> Trecho selecionado:
Esse preâmbulo serve para mostrar que a espécie humana é extremamente dependente de água para o próprio funcionamento cerebral, pois que para produzir cérebros grandes era necessário um sistema que diminuísse sua temperatura com rapidez e eficiência. Em uma analogia moderna, para que o núcleo do computador seja rápido tornou-se necessário criar pequenos ventiladores para arrefecer sua temperatura, caso contrário…. “tela azul”, e o núcleo se apaga, como nosso cérebro. 

Por esta razão as civilizações se desenvolveram na proximidade de grande mananciais de água potável. O crescente fértil se situa entre dois rios muito importantes, o Tigre e o Eufrates, e pela sua abundância de água – portanto, de vida – tornou-se o local ideal para o início das primeiras civilizações. As cheias que ocasionalmente ocorriam nestes rios produziam a inundação das regiões próximas, levando lodo, umidade, nutrientes, microrganismos, espécies aquáticas e seus predadores, produzindo um “humus” extremamente poderoso para o crescimento da vegetação. Posteriormente, esse fluxo de nutrientes produziria solos ricos para a grande revolução que se aproximava: o surgimento da agricultura, a domesticação de espécies animais e vegetais, o sedentarismo e o sentimento de posse (animais, plantas, terra, matrizes).

> Tarefa: Segundo o trecho selecionado, entre quais dois rios se situa o crescente fértil? Os registros não têm relação com o trecho selecionado.

> Extrato de dados:
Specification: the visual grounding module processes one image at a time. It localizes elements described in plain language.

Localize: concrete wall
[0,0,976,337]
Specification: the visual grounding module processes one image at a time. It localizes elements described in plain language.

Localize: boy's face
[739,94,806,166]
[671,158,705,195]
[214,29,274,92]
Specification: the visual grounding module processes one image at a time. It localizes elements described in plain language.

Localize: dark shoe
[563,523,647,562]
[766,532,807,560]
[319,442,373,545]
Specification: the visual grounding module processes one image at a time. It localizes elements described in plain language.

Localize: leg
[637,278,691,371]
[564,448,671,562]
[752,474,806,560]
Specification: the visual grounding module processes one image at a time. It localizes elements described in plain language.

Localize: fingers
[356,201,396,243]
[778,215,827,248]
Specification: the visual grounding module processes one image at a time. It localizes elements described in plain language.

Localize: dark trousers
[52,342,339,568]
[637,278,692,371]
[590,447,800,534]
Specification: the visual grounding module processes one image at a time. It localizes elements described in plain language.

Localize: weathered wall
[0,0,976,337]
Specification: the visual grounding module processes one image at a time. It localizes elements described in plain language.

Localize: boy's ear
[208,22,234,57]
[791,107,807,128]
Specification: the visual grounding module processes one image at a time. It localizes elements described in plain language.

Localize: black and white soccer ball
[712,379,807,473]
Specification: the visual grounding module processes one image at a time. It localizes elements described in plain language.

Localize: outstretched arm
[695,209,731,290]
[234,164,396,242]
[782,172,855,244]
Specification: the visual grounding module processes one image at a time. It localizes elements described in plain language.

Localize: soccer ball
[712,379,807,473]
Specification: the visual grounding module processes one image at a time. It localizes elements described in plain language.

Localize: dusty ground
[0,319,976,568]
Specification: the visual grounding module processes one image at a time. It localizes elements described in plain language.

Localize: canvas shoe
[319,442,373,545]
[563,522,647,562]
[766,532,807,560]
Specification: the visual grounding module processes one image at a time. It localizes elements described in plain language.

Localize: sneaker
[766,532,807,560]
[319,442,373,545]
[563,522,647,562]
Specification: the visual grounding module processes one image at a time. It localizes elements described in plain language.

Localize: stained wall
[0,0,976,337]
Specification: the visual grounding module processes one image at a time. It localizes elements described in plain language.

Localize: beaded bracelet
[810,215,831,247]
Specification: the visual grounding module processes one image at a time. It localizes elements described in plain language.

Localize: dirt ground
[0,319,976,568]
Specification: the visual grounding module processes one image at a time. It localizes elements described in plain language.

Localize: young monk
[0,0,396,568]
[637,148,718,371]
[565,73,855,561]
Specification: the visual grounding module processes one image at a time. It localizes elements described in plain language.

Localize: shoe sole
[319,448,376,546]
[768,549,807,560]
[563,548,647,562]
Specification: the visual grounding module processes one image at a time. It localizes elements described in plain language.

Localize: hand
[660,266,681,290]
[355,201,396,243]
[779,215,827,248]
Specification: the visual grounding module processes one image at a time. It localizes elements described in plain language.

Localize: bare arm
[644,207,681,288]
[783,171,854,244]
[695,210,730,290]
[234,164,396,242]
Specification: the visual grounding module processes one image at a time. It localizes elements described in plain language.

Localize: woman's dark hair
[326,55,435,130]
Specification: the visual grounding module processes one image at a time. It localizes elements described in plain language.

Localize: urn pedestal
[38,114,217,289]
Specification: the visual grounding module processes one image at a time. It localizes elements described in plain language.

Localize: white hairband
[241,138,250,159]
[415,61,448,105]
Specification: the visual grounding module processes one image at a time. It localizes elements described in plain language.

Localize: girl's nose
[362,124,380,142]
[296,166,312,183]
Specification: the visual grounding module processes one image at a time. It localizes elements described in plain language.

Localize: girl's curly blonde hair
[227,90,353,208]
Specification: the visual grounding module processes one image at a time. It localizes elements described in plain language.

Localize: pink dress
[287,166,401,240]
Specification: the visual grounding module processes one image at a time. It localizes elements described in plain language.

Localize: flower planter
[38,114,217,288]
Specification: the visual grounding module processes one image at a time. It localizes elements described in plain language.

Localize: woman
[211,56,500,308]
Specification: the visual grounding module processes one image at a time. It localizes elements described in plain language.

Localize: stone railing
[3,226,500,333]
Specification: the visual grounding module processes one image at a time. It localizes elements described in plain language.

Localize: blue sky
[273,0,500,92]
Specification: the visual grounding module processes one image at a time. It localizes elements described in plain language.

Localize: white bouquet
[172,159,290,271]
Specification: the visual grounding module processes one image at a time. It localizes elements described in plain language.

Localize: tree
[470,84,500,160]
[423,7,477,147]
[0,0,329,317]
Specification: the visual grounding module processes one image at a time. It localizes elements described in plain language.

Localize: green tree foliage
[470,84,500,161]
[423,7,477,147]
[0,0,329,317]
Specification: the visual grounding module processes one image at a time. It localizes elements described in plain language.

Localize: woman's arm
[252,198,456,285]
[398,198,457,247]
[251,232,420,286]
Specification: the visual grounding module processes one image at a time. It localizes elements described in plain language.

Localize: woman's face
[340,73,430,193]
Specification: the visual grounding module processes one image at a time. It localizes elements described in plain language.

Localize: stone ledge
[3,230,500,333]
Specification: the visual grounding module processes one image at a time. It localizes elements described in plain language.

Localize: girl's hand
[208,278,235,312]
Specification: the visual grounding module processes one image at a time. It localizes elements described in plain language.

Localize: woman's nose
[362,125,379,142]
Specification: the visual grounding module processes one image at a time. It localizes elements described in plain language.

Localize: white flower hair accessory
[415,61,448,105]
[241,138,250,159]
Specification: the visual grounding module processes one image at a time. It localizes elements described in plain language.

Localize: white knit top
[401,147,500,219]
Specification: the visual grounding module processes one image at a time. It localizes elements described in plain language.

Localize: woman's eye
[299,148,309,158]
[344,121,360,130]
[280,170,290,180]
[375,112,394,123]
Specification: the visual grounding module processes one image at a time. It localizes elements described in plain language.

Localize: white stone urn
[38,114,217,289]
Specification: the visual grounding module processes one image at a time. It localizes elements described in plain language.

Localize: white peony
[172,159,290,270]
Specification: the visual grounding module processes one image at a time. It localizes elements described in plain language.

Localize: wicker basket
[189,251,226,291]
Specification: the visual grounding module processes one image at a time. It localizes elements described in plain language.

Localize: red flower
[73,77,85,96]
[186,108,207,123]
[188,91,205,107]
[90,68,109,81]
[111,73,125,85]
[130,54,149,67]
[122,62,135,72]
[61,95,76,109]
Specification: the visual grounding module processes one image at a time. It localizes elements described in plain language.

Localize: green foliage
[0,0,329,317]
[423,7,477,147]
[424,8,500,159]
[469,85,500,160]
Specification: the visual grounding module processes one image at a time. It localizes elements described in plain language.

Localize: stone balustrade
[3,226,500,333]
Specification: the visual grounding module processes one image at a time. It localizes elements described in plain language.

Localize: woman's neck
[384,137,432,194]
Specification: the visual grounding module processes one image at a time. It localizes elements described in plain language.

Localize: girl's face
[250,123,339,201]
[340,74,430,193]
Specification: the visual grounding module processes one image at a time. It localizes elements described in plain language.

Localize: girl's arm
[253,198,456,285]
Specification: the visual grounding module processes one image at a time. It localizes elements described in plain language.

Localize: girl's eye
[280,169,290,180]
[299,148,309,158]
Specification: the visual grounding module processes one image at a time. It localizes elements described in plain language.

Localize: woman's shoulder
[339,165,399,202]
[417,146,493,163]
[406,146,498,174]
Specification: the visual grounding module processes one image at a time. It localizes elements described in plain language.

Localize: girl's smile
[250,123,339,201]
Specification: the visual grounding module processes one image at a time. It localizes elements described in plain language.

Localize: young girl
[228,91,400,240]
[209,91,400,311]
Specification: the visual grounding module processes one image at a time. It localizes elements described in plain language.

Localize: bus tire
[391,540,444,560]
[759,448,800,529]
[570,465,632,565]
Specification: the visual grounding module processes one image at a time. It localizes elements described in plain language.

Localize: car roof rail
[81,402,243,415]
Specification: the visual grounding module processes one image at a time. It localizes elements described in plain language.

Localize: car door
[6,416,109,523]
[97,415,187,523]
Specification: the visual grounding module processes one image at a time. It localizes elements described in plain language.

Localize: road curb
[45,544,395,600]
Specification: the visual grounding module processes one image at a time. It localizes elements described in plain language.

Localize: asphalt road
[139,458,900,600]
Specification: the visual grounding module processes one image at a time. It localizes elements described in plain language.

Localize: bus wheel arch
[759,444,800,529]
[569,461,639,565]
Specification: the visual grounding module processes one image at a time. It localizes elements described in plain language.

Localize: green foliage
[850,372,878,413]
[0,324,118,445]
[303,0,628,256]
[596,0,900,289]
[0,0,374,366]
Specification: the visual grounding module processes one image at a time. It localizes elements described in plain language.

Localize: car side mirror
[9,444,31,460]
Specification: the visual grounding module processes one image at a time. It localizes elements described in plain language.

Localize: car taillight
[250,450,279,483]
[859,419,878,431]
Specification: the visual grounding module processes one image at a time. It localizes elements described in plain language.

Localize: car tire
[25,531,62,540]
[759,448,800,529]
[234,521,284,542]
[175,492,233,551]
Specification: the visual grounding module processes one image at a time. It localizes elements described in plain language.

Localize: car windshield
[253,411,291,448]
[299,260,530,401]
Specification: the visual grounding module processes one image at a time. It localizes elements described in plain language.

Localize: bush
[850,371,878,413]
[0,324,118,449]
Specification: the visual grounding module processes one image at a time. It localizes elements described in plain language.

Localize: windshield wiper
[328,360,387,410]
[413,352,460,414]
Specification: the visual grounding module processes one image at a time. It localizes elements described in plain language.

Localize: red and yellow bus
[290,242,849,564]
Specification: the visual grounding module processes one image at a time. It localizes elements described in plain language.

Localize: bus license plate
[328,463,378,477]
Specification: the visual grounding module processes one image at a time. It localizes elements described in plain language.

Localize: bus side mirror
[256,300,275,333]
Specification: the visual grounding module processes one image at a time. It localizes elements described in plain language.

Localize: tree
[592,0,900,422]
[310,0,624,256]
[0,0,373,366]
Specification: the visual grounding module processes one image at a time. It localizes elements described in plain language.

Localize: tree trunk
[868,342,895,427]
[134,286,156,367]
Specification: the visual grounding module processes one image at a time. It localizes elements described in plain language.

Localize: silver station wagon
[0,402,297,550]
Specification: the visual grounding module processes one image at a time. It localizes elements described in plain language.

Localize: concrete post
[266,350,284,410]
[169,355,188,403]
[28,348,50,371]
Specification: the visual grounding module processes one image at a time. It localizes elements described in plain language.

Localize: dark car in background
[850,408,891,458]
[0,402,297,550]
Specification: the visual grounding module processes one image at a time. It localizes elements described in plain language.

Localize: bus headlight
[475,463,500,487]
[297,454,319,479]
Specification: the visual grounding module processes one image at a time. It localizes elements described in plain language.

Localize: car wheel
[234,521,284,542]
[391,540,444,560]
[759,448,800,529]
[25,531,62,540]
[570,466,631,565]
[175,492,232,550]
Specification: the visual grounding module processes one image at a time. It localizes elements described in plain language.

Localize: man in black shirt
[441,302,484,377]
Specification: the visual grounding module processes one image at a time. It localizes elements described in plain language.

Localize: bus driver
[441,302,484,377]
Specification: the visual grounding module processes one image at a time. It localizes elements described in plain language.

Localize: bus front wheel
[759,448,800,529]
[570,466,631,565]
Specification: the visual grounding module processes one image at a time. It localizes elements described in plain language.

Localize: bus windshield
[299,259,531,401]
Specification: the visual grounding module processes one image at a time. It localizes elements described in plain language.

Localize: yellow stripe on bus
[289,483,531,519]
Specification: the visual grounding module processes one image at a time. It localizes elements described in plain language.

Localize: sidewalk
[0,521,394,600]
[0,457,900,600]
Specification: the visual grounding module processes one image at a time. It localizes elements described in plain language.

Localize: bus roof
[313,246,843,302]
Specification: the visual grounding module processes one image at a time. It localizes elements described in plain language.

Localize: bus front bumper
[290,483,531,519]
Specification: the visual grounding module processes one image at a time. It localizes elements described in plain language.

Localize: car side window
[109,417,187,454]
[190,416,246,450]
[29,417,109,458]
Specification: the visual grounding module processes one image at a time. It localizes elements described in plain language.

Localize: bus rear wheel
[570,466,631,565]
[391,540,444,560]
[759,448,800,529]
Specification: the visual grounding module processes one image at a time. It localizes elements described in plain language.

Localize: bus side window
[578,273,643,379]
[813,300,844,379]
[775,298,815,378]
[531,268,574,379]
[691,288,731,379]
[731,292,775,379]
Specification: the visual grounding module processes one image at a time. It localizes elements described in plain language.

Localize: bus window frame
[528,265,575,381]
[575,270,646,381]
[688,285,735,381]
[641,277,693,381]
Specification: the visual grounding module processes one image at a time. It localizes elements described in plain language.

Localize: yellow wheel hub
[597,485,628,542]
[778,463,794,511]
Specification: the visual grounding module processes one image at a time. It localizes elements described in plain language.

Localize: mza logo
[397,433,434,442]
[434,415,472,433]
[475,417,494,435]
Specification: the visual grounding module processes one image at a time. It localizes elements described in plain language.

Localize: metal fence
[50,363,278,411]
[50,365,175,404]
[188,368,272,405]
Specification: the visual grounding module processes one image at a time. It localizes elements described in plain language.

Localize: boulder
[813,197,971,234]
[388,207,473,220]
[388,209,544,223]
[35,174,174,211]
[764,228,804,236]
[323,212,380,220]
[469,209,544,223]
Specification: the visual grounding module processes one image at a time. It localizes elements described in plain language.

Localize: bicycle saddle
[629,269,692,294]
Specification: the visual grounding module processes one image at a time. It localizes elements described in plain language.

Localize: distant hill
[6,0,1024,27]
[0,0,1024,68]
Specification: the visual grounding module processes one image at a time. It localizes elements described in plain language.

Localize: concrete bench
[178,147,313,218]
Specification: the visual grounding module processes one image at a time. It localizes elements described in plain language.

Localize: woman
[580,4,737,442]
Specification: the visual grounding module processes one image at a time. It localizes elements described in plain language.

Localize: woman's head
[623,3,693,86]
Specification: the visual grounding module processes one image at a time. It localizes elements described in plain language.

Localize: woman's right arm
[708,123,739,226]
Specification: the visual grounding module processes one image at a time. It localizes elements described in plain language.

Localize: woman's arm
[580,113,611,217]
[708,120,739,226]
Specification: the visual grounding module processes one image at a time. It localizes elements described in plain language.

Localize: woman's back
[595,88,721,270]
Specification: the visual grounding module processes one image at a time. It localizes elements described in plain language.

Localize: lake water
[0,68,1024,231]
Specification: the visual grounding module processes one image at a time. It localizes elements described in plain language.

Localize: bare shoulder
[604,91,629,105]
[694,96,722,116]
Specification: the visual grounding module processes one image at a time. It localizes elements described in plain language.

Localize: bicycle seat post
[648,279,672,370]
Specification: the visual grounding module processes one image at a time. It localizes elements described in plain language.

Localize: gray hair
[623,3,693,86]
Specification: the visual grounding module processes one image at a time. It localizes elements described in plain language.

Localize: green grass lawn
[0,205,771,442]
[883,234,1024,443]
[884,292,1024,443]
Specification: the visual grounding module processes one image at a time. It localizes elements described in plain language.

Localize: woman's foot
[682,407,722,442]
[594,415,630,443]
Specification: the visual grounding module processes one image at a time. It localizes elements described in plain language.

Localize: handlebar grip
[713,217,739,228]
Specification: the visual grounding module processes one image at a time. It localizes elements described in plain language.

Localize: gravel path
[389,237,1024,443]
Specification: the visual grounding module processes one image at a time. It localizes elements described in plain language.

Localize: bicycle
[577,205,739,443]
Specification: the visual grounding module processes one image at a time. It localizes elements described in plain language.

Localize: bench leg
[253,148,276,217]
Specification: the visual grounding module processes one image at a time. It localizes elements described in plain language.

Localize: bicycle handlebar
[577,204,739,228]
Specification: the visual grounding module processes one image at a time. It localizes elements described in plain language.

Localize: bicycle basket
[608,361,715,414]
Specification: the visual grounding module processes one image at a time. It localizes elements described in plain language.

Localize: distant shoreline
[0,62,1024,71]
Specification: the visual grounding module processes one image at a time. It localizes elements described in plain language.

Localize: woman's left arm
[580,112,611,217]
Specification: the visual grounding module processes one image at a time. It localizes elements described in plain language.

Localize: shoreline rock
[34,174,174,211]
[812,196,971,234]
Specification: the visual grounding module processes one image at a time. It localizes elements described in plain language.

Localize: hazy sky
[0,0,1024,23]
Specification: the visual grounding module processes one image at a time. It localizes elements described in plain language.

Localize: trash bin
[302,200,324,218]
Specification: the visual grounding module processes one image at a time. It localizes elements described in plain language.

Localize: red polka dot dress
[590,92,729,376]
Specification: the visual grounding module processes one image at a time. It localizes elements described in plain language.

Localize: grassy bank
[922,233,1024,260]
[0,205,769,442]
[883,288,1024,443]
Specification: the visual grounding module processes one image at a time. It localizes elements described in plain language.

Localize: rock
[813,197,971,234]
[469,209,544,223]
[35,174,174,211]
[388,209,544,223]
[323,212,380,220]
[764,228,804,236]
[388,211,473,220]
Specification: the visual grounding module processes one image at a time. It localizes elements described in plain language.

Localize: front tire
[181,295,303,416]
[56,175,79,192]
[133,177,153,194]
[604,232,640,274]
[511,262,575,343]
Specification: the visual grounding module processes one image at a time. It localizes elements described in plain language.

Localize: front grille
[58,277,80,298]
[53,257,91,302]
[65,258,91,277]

> Resposta: Entre o Tigre e o Eufrates.